# INPUT:
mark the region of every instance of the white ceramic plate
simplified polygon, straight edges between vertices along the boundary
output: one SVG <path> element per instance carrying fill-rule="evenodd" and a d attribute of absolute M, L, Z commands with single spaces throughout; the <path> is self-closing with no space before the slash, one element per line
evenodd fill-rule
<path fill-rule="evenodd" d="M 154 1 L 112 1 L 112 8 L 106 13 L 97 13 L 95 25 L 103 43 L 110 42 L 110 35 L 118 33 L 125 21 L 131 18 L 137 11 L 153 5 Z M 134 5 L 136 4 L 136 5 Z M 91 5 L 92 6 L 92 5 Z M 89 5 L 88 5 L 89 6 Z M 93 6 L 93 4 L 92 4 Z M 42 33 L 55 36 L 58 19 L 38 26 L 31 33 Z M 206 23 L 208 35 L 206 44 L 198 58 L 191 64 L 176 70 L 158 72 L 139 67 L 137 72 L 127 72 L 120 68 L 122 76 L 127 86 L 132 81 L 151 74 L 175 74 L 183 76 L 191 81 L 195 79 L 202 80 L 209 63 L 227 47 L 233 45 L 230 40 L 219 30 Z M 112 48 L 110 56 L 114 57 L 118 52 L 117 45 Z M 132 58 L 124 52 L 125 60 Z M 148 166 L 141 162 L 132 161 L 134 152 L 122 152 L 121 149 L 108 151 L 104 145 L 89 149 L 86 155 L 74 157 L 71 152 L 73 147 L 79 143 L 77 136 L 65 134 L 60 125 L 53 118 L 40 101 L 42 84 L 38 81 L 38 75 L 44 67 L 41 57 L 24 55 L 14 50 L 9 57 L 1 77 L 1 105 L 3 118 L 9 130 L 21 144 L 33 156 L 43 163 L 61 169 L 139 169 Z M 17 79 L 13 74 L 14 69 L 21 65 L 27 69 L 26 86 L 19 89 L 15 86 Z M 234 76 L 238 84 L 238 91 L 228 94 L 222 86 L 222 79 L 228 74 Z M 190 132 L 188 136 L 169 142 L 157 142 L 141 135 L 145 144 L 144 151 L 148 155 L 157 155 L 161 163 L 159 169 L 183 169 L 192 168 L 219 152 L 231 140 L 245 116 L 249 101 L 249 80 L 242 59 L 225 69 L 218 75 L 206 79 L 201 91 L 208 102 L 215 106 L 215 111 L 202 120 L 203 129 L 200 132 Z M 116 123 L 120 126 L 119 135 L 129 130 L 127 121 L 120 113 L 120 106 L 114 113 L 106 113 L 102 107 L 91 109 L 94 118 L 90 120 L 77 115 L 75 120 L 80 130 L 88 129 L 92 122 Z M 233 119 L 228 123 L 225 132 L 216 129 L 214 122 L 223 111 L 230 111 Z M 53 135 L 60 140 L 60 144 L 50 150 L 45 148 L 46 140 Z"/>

# TASK:
Copy all the rows above word for word, keeping each line as it appears.

# THE COMPLETED TASK:
mark the region of every instance of the white ceramic plate
simplified polygon, straight edges between vertices along the boundary
output: one SVG <path> element per instance carrying fill-rule="evenodd" and a d attribute of absolute M, L, Z commands with single spaces throughout; the <path> is self-closing with no space before the slash, one element per line
evenodd fill-rule
<path fill-rule="evenodd" d="M 154 1 L 112 1 L 112 8 L 106 13 L 97 13 L 95 25 L 103 43 L 110 42 L 110 35 L 118 33 L 125 21 L 131 18 L 137 11 L 153 5 Z M 134 5 L 136 4 L 136 5 Z M 91 5 L 92 6 L 92 5 Z M 89 5 L 88 5 L 89 6 Z M 93 6 L 93 4 L 92 4 Z M 42 33 L 55 36 L 58 19 L 38 26 L 31 33 Z M 206 23 L 208 35 L 206 44 L 198 58 L 191 64 L 176 70 L 158 72 L 139 67 L 137 72 L 127 72 L 120 68 L 122 76 L 127 86 L 132 81 L 151 74 L 175 74 L 183 76 L 191 81 L 195 79 L 202 80 L 209 63 L 227 47 L 233 45 L 230 40 L 219 30 Z M 112 48 L 110 56 L 114 57 L 118 52 L 117 45 Z M 132 58 L 124 52 L 125 60 Z M 148 166 L 141 162 L 132 161 L 134 152 L 122 152 L 121 149 L 108 151 L 104 145 L 89 149 L 86 155 L 74 157 L 71 152 L 73 147 L 79 143 L 77 136 L 65 134 L 60 125 L 53 118 L 40 101 L 42 84 L 38 81 L 38 75 L 44 67 L 41 57 L 24 55 L 14 50 L 9 57 L 1 77 L 1 105 L 3 118 L 9 130 L 21 144 L 33 156 L 43 163 L 61 169 L 139 169 Z M 17 79 L 13 74 L 14 69 L 21 65 L 27 69 L 26 86 L 19 89 L 15 86 Z M 234 76 L 238 84 L 238 91 L 228 94 L 222 86 L 222 79 L 228 74 Z M 190 132 L 188 136 L 169 142 L 157 142 L 141 135 L 145 144 L 144 151 L 148 155 L 157 155 L 161 163 L 159 169 L 183 169 L 192 168 L 219 152 L 231 140 L 245 116 L 249 101 L 249 80 L 242 59 L 225 69 L 218 75 L 206 79 L 201 91 L 208 102 L 215 106 L 215 111 L 202 120 L 203 129 L 200 132 Z M 116 123 L 120 126 L 119 135 L 129 130 L 127 121 L 120 113 L 120 106 L 114 113 L 106 113 L 102 107 L 91 109 L 94 118 L 90 120 L 77 115 L 75 120 L 80 130 L 88 129 L 92 122 Z M 233 119 L 228 123 L 225 132 L 216 129 L 214 122 L 223 111 L 230 111 Z M 53 135 L 60 140 L 60 144 L 50 150 L 45 148 L 46 140 Z"/>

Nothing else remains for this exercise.